** Textauszug **
Zehn hoffnungsvolle Krankenpflegekräfte aus Italien und ihre Betreuerinnen vom Stuttgarter Robert-Bosch-Krankenhaus freuen sich auf die künftige Zusammenarbeit – aber nicht auf das Zulassungsverfahren Foto: Lichtgut/Max Kovalenko

Deutsche Firmen brauchen dringend Fachkräfte – und werben gezielt im Ausland. Von dort strömen inzwischen immer mehr in die Region Stuttgart und ins Land. Doch für die Bearbeitung der Anerkennungsanträge ist in den Regierungspräsidien kaum Personal da.

Stuttgart - Die Stimmung ist festlich und beschwingt zugleich. Im Restaurant des Internationalen Bundes (IB) in Stuttgart-Vaihingen sitzen zehn junge Menschen an einem schön gedeckten Tisch. Sie kommen allesamt aus Italien und sind erst seit wenigen Wochen in Deutschland. An diesem Abend unterschreiben sie ihre Arbeitsverträge. Das Robert-Bosch-Krankenhaus hat sie als examinierte Krankenpflegekräfte angeworben. In Italien gibt es davon viele, aber kaum anständig bezahlte Stellen.

In Deutschland dagegen herrscht der absolute Mangel. Ähnlich wie bei Erzieherinnen, Ingenieuren oder anderen Berufen. Der IB, ein großer Anbieter aus dem Sozialbereich, hat vor wenigen Jahren auf Wunsch der Kunden mit der Anwerbung von Fachkräften im Ausland begonnen. Inzwischen sind allein durch diesen Anbieter an die 600 Leute vorwiegend nach Baden-Württemberg gekommen. „Die Nachfrage ist enorm“, sagt Programmgeschäftsführer Gerardo Cardiello. Und zwar auf beiden Seiten der Alpen. Nicht nur deutsche Firmen stehen Schlange, sondern auch italienische Fachkräfte. 3000 finden sich derzeit in der Datenbank des IB.

** Bereitgestelltes Material **
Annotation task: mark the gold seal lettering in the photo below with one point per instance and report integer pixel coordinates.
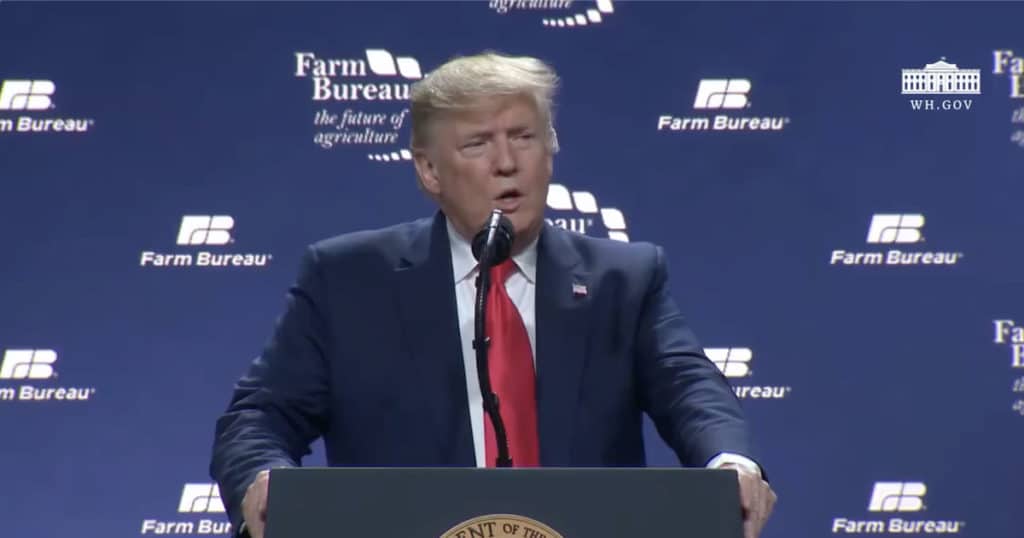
(501, 526)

** Aufgabenstellung **
Prüfe für jede Aussage, ob sie mit dem Textauszug übereinstimmt, und antworte jeweils mit Ja oder Nein samt den entscheidenden Worten aus dem Textauszug als wörtlichem Zitat: (a) Die zehn jungen Menschen aus Italien unterschreiben an diesem Abend ihre Arbeitsverträge. (b) Der IB wirbt schon seit Jahrzehnten Fachkräfte im Ausland an. (c) In der Datenbank des IB stehen derzeit rund 600 italienische Fachkräfte. Die Daten sind hierfür ohne Belang.

** Gelöste Aufgabe **
(a) Ja: „An diesem Abend unterschreiben sie ihre Arbeitsverträge.“
(b) Nein: „hat vor wenigen Jahren auf Wunsch der Kunden mit der Anwerbung von Fachkräften im Ausland begonnen.“
(c) Nein: „3000 finden sich derzeit in der Datenbank des IB.“